### Data provided
○ ○ ○ ○ ○
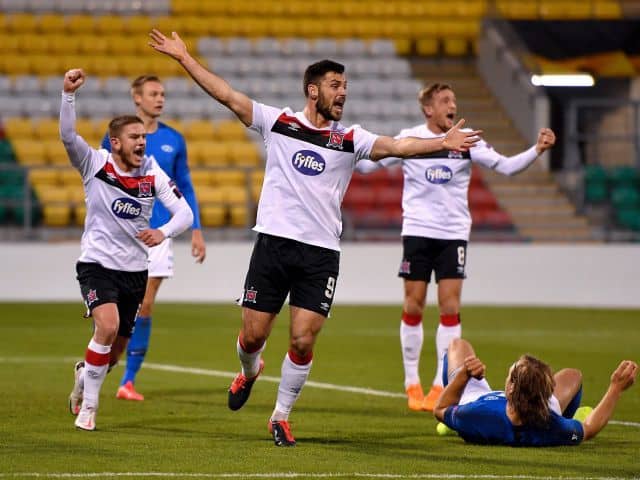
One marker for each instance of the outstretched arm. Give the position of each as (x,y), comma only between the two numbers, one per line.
(76,147)
(517,163)
(452,393)
(622,378)
(211,83)
(406,147)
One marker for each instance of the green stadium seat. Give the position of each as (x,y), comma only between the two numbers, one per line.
(624,198)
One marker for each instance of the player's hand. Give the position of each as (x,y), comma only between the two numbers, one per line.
(198,247)
(546,140)
(474,367)
(174,46)
(73,80)
(455,139)
(625,375)
(151,237)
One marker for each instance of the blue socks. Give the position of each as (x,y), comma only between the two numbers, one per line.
(137,348)
(570,411)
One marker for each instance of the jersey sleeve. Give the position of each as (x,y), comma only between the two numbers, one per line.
(82,157)
(264,116)
(106,144)
(183,181)
(485,155)
(363,141)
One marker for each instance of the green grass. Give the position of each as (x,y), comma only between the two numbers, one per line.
(184,427)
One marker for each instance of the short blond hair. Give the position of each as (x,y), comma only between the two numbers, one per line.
(425,95)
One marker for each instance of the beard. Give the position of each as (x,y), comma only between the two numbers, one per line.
(324,108)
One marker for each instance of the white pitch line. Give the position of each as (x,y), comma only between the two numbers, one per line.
(223,374)
(432,476)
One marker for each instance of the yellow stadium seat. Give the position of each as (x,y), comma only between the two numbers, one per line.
(211,195)
(607,10)
(200,178)
(15,64)
(244,154)
(18,128)
(79,213)
(29,152)
(93,44)
(139,24)
(46,65)
(33,43)
(55,152)
(427,46)
(47,129)
(21,23)
(10,43)
(70,177)
(228,130)
(199,130)
(239,216)
(50,23)
(213,215)
(84,24)
(44,176)
(224,178)
(110,24)
(56,215)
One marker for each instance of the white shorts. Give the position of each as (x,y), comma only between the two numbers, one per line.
(161,260)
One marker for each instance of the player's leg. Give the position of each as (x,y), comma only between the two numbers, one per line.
(415,269)
(265,289)
(450,272)
(315,271)
(568,390)
(160,267)
(412,338)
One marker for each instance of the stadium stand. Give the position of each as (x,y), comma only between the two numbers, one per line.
(263,52)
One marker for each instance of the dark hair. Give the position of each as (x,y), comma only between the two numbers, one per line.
(118,123)
(529,387)
(316,71)
(426,94)
(136,85)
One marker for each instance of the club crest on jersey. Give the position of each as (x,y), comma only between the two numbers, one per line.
(335,140)
(250,295)
(405,267)
(144,189)
(126,208)
(438,174)
(92,296)
(308,162)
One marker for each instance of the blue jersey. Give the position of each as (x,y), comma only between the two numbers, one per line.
(485,421)
(167,146)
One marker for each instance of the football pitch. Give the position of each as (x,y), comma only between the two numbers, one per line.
(351,420)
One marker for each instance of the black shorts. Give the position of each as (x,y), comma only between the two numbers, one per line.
(100,285)
(280,266)
(422,255)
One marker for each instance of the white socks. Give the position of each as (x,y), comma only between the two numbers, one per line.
(293,379)
(411,338)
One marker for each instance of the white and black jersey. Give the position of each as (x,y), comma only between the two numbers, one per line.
(435,193)
(118,203)
(306,175)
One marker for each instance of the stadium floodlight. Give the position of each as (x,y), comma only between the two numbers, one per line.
(563,80)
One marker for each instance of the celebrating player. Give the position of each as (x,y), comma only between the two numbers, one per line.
(435,230)
(120,189)
(310,160)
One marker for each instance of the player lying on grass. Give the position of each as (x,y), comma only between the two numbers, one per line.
(536,407)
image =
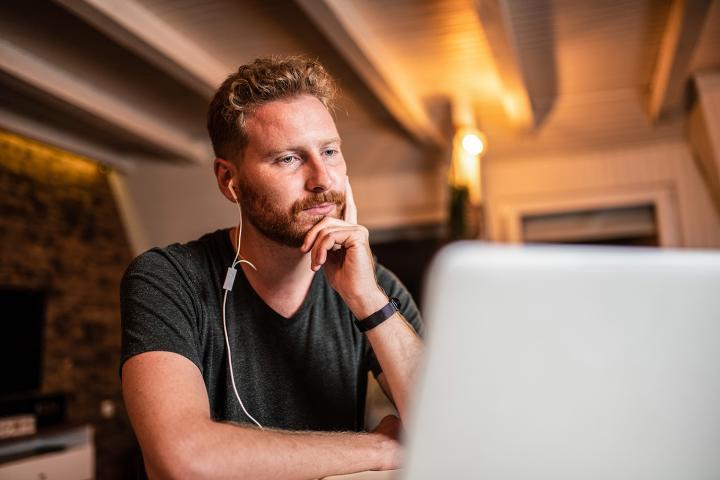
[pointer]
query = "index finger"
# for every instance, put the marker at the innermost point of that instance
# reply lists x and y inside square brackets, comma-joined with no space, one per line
[350,207]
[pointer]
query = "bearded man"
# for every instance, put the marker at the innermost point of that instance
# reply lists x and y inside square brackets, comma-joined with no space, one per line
[265,376]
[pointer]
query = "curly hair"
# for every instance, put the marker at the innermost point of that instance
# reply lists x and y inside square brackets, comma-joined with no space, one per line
[257,83]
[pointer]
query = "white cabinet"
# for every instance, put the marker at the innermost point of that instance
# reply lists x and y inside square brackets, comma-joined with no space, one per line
[70,456]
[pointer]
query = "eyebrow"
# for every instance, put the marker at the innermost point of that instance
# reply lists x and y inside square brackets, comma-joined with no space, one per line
[274,152]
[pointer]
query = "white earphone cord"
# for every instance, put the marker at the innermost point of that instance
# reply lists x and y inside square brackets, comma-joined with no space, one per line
[229,280]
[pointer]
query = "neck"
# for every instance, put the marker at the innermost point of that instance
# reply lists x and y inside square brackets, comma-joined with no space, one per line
[283,274]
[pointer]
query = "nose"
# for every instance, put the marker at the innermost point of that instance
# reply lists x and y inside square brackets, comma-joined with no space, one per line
[320,178]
○ ○ ○ ○ ○
### Exercise aim
Using the data above, copy each line that contains "query".

### Answer space
query = "index finger"
query = "bearded man"
query = "curly hair"
query = "white cabinet"
query = "eyebrow"
query = "white earphone cord"
query = "neck"
query = "nose"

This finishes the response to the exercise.